>> begin Data rows
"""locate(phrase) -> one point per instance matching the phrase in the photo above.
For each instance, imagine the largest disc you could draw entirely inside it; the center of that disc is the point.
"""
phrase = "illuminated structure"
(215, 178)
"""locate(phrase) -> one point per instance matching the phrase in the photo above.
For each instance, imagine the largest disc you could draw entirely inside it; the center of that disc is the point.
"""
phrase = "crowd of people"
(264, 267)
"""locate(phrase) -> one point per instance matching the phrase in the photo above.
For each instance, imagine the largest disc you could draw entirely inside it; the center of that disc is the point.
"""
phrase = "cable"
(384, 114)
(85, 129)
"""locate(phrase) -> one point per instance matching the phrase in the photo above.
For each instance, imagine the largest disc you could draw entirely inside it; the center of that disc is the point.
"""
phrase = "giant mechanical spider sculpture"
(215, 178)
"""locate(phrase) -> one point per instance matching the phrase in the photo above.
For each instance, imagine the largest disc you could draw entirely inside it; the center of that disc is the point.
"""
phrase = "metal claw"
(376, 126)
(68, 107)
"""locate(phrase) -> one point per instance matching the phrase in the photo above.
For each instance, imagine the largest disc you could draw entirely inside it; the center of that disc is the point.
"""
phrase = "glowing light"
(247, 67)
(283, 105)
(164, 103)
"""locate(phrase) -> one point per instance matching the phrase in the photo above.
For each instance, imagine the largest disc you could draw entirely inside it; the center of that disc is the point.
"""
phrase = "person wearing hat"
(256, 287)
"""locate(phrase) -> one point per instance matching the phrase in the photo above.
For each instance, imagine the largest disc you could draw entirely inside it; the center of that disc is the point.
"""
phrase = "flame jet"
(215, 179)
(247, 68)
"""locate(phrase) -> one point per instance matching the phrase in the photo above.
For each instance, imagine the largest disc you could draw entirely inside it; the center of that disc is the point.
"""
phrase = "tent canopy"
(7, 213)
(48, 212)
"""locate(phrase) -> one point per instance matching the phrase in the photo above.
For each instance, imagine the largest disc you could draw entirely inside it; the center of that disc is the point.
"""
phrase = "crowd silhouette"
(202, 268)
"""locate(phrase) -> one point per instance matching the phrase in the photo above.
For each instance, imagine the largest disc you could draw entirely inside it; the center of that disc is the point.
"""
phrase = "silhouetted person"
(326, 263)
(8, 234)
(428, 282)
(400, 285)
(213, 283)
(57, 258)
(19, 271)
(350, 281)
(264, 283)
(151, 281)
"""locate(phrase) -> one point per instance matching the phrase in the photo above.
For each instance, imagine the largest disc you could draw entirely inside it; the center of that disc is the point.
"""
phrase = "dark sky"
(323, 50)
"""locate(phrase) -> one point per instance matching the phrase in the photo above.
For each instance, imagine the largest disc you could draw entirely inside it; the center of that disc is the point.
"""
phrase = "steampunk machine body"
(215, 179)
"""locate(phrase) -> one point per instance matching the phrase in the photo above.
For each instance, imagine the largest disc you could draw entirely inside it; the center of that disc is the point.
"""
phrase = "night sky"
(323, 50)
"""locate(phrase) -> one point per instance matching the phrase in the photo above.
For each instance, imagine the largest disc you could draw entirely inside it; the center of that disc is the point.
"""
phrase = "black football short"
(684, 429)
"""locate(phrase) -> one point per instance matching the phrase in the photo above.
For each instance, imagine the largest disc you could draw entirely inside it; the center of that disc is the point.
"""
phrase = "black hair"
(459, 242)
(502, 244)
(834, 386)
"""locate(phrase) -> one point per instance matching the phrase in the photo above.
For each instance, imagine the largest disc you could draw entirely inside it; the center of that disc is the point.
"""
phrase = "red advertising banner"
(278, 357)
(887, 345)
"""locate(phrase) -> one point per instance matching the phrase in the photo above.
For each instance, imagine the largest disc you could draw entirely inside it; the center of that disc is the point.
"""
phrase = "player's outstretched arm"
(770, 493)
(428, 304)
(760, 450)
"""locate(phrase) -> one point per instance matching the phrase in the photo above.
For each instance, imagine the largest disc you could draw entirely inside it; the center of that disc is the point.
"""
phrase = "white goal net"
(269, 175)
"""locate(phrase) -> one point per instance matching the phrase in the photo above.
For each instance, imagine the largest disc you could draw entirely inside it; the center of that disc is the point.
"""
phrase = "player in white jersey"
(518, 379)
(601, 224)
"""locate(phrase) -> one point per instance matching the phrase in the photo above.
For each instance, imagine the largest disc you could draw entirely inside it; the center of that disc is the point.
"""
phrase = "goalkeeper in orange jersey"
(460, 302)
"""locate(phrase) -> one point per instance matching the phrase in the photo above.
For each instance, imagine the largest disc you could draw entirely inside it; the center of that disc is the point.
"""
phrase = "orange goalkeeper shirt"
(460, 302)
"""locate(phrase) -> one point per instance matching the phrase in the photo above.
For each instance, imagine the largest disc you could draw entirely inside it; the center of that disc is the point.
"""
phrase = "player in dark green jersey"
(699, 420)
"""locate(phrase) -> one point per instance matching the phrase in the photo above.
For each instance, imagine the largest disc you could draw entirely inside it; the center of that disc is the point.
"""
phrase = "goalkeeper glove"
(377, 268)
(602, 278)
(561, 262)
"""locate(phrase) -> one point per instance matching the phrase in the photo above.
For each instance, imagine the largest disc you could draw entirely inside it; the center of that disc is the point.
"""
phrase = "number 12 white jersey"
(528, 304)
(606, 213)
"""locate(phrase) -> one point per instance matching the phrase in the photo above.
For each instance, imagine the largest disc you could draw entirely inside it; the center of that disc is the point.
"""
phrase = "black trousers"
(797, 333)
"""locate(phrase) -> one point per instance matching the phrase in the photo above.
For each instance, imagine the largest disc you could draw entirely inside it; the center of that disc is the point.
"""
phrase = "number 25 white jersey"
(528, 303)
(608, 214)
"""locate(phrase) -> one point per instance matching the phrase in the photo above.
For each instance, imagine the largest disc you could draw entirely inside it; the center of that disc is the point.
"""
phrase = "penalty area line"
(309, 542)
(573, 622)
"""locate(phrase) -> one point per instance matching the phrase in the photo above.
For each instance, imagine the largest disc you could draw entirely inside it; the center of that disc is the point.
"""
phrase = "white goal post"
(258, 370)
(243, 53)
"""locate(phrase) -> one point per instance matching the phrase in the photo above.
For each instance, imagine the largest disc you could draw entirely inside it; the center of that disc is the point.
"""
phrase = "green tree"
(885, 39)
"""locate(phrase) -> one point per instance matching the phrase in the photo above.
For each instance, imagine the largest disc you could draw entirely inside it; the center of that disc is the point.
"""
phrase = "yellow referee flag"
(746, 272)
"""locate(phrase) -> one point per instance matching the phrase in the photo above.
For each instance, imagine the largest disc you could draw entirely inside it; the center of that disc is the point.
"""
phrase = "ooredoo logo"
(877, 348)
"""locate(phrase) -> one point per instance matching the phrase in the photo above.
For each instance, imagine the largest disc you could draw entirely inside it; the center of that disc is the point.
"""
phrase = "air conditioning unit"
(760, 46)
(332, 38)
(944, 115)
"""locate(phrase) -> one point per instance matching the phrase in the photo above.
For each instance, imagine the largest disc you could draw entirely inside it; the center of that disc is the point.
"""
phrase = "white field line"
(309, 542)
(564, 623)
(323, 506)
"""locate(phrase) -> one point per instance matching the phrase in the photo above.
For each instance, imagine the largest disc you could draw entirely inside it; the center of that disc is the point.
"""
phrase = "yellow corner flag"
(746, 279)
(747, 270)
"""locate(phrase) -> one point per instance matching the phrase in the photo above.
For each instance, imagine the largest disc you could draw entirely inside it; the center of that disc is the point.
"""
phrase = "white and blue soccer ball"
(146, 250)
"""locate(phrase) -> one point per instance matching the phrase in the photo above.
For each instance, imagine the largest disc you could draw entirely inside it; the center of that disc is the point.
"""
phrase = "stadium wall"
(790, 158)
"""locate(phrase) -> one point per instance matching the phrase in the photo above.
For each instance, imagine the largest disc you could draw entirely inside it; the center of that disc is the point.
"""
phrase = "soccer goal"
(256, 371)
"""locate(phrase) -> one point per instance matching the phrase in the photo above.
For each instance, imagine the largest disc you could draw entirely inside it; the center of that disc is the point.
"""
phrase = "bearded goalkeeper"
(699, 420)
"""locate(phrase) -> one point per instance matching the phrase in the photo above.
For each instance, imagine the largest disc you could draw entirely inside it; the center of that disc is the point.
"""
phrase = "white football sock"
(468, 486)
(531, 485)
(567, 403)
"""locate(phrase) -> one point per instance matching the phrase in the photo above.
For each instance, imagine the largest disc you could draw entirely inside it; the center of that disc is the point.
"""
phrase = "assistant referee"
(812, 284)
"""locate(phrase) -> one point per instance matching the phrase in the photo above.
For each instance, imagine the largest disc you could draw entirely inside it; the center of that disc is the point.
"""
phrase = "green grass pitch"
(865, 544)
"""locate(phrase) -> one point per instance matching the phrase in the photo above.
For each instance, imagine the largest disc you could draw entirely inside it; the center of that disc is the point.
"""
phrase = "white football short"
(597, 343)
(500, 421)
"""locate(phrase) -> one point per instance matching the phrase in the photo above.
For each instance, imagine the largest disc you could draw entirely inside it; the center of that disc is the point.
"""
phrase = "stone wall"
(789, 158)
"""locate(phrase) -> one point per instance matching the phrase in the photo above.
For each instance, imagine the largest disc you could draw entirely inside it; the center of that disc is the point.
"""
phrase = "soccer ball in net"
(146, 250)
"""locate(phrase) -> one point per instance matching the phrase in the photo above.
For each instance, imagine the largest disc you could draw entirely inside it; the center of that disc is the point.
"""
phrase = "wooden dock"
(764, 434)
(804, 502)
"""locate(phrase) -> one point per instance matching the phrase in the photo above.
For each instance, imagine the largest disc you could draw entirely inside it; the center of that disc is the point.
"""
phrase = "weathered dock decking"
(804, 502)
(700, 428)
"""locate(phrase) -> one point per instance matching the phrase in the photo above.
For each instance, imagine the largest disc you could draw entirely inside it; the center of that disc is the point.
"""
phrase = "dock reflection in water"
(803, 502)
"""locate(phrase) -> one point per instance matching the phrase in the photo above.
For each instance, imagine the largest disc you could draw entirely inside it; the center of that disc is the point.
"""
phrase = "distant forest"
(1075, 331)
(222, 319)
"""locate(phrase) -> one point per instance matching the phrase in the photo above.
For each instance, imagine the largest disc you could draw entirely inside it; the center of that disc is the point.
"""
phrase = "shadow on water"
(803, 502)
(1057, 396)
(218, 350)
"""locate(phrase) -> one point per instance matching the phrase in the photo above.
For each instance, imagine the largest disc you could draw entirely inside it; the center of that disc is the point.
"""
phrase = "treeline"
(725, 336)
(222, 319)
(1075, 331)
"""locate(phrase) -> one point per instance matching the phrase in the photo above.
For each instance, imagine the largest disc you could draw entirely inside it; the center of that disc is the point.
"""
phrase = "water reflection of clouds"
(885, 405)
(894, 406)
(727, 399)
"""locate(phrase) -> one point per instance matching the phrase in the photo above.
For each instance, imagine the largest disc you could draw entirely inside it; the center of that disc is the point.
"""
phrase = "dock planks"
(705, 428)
>> end Data rows
» **Task goal**
Pull out every line in the entries above that contains the word "number".

» **Expected answer**
phrase = "number 12 white jersey"
phrase = "number 25 white jersey"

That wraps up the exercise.